[A block of data]
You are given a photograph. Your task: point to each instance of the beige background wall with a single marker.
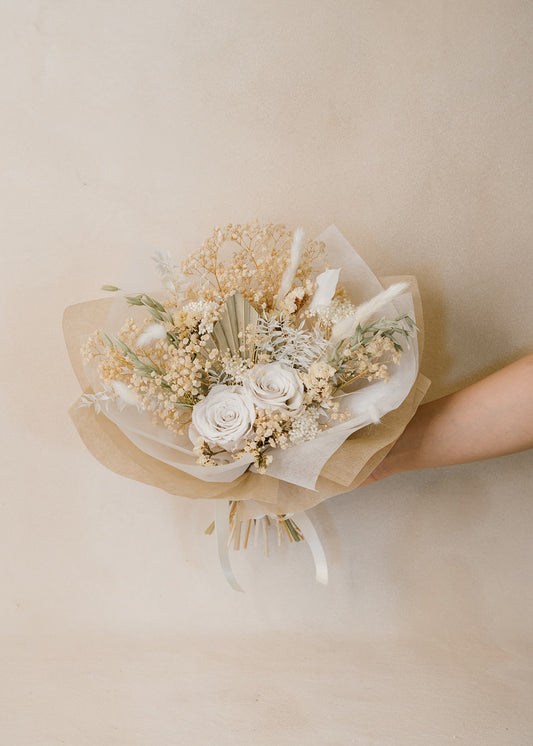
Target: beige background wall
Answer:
(132, 126)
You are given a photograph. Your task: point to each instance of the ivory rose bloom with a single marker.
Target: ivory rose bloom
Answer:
(275, 386)
(224, 419)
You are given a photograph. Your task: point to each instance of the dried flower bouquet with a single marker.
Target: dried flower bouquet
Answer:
(257, 356)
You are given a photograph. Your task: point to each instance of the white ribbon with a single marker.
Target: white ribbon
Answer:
(315, 545)
(222, 527)
(222, 509)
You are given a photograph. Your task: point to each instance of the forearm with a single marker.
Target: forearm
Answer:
(493, 417)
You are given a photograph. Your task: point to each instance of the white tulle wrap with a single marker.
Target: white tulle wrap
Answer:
(301, 464)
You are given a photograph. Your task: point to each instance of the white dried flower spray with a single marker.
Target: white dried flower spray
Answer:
(345, 328)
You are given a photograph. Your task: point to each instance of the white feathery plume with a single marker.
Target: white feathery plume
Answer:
(289, 274)
(346, 327)
(326, 286)
(152, 332)
(166, 268)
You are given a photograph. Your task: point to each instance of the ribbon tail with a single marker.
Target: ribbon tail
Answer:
(222, 509)
(315, 545)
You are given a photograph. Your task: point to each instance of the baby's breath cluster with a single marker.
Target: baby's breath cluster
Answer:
(259, 255)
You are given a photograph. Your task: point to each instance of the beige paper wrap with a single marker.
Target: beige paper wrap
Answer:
(344, 471)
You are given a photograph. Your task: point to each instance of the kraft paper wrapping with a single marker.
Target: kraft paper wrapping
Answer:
(344, 471)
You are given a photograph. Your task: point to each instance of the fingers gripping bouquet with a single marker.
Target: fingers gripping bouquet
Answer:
(264, 353)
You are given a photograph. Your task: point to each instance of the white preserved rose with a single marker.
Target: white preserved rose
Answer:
(224, 419)
(275, 386)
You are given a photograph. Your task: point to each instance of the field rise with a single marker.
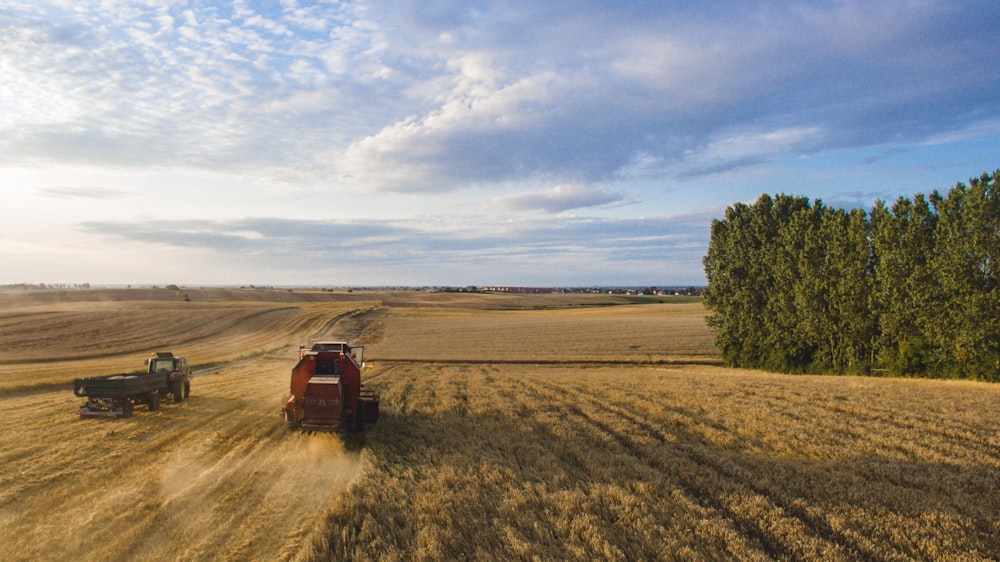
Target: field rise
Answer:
(512, 428)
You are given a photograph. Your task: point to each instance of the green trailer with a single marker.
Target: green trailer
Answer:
(117, 395)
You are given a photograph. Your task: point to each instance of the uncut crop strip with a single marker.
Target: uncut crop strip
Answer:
(640, 463)
(215, 477)
(228, 332)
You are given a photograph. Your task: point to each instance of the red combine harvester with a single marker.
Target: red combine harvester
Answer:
(327, 394)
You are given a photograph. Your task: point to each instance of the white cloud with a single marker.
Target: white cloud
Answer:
(560, 198)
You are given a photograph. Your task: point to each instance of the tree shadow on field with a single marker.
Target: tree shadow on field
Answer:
(570, 482)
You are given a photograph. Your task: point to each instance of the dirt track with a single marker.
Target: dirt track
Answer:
(481, 454)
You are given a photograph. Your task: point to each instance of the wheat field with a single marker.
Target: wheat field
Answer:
(512, 429)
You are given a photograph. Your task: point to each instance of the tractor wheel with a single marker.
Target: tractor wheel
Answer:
(178, 391)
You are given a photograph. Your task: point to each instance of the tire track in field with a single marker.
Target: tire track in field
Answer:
(732, 477)
(216, 477)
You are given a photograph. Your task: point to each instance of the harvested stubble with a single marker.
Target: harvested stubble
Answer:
(527, 435)
(504, 462)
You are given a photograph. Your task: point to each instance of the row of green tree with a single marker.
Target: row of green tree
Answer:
(908, 289)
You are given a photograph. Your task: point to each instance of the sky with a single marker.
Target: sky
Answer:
(386, 143)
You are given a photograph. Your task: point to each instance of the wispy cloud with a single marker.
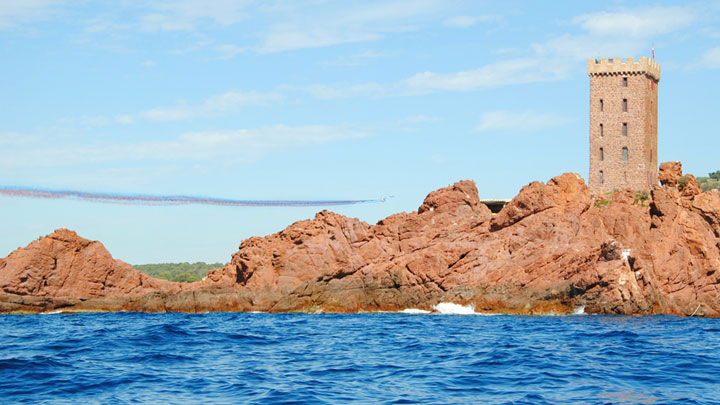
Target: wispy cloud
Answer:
(188, 15)
(710, 59)
(632, 23)
(419, 119)
(367, 22)
(213, 106)
(527, 121)
(10, 139)
(465, 21)
(231, 146)
(14, 13)
(552, 60)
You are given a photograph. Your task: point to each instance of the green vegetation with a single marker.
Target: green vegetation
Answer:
(712, 182)
(182, 272)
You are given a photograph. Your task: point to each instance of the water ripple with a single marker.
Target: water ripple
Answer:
(368, 358)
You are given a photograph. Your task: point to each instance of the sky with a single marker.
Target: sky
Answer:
(316, 100)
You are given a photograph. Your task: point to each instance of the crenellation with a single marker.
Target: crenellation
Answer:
(612, 66)
(624, 125)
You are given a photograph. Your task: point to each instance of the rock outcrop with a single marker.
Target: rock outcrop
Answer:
(552, 249)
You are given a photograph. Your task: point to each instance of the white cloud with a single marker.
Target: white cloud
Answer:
(187, 15)
(9, 139)
(228, 51)
(465, 21)
(516, 71)
(497, 74)
(640, 22)
(17, 12)
(554, 59)
(419, 119)
(710, 59)
(100, 120)
(230, 146)
(211, 107)
(528, 121)
(319, 28)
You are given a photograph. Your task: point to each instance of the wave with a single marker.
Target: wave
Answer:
(449, 308)
(414, 311)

> [What to do]: Repeat the material above in full and exactly, apart from the pictures.

> [Correct result]:
You are given a photograph. Your task: point to each instance of the beige background wall with a single marker.
Target: beige background wall
Answer:
(132, 126)
You are given a photograph. Your task: point to each instance of the ivory rose bloom with a single marker.
Target: ivory rose bloom
Answer:
(275, 386)
(224, 419)
You are given a photograph. Your task: point to each instance of the dried flower bouquet with a single marker.
Target: dried flower bouquet
Answer:
(257, 356)
You are given a photograph. Your task: point to each instance of the white ribbon with a single marker.
Target: white ribbon
Answer:
(315, 545)
(222, 527)
(222, 509)
You are given a photograph. Your task: point to each instance of the forearm with a single marker.
Target: forearm
Answer:
(493, 417)
You are given a photograph. Your task: point to each instance of the white tulle wrap with a single marker.
Target: white tulle wrap
Answer:
(301, 464)
You are given a photograph. Your task: point to each instance of the white dried flower spray with a single marker.
Target: white dried flower spray
Answer:
(345, 328)
You are given a photograph. Your task: point to each instance of the white feathery plume with a single marker.
Target: white feathery plume
Answer:
(289, 274)
(346, 327)
(326, 286)
(152, 332)
(166, 268)
You are given a photograph. Your task: point to each instance of the ribbon tail with a single marker.
Target: ribbon tail
Answer:
(222, 509)
(315, 545)
You are given a photograph. Your task: point to each instance of the baby's breath cluster with a single marker.
Target: baby's breath cluster
Answer:
(259, 255)
You are given a photograph. Your task: point to each instance of the beige paper wrap with a single marker.
Target: beige paper wrap
Answer:
(344, 471)
You are given a photograph. Your task: point to each instance of the kraft paper wrapping with a single marker.
Target: kraft paper wrapping
Answer:
(344, 471)
You are given a photograph. Your task: point to each instance of the fingers gripping bouquet with a single marker.
Target: fingers gripping bouquet
Answer:
(264, 353)
You are given a photograph. Your task: point to each instance of the white preserved rose with a single marker.
Target: white preserved rose
Answer:
(224, 419)
(275, 386)
You are given a photograph. Your task: point to each instance of the field rise with a single marker.
Target: field rise
Answer:
(512, 428)
You are given a photograph. Your task: point to each instance of the green trailer with a single marker.
Target: green trailer
Answer:
(117, 395)
You are given a photograph. Your task: point to each instance of the uncut crop strip with a single marker.
Target: uncut crop strip
Answer:
(640, 463)
(215, 477)
(228, 332)
You are given a photograph. Your task: point to each instance of the red combine harvester with a single marker.
Target: red combine harvester
Answer:
(327, 394)
You are given a photograph. Your task: point to each instance of the white cloud with a single marker.
Target: white cloud
Answer:
(560, 198)
You are given a photograph. Your task: point to each instance of the tree shadow on field with a single marker.
Target: tree shadow on field
Answer:
(570, 482)
You are given a photograph. Your task: point to each instance of the dirt track with a single marker.
Target: dirt track
Answer:
(481, 454)
You are given a photograph. Your task: point to each instance of the wheat field with a single marker.
Target: wheat field
Answer:
(512, 429)
You are given a photograph. Your task: point to each instance of the tractor wheel with a single marker.
Target: tractor wheel
Answer:
(178, 391)
You are given a photograph. Your task: point to each instance of the tire track in field with a single marker.
Target: tire track in field
Answer:
(732, 477)
(216, 477)
You are given a photograph. Your task: point to each instance of the harvested stubble with a single marker.
Target: harvested stubble
Answer:
(527, 435)
(504, 462)
You are given a photograph. Your task: point to each instance of the row of green tree with a single marker.
Target: row of green tree
Answer:
(908, 289)
You are given a photograph. Your task: point to each instance of the sky with a single marker.
Target: sky
Answer:
(386, 143)
You are given a photograph. Your task: point to each instance of the wispy cloud with a single marker.
Target: wispy cloud
Answer:
(188, 15)
(710, 59)
(632, 23)
(419, 119)
(367, 22)
(213, 106)
(527, 121)
(10, 139)
(465, 21)
(231, 146)
(14, 13)
(552, 60)
You are given a photograph. Your task: point to each instance of the green vegetation with a single marker.
Target: green vegetation
Answer:
(712, 182)
(182, 272)
You are given a photograph. Your task: point to each instance of the water ripple with a single marker.
Target: water ripple
Answer:
(368, 358)
You are given a photograph. Your task: point to each instance of the sky with a single marker.
Target: sky
Answer:
(316, 100)
You are given a photograph. Your task: point to each instance of the crenellation with a single marker.
Target: crenellation
Answer:
(612, 66)
(624, 125)
You are given a photograph. Your task: point to each instance of the rock outcrop with a single marker.
Target: rock outcrop
Answer:
(552, 249)
You are given a photograph. Your task: point to each instance of the white cloud with a single marker.
Target: white cloud
Answer:
(187, 15)
(9, 139)
(228, 51)
(465, 21)
(516, 71)
(497, 74)
(640, 22)
(17, 12)
(554, 59)
(419, 119)
(710, 59)
(100, 120)
(230, 146)
(211, 107)
(528, 121)
(319, 28)
You are given a photograph. Your task: point to each instance of the wave with a single marker.
Target: wave
Answer:
(449, 308)
(414, 311)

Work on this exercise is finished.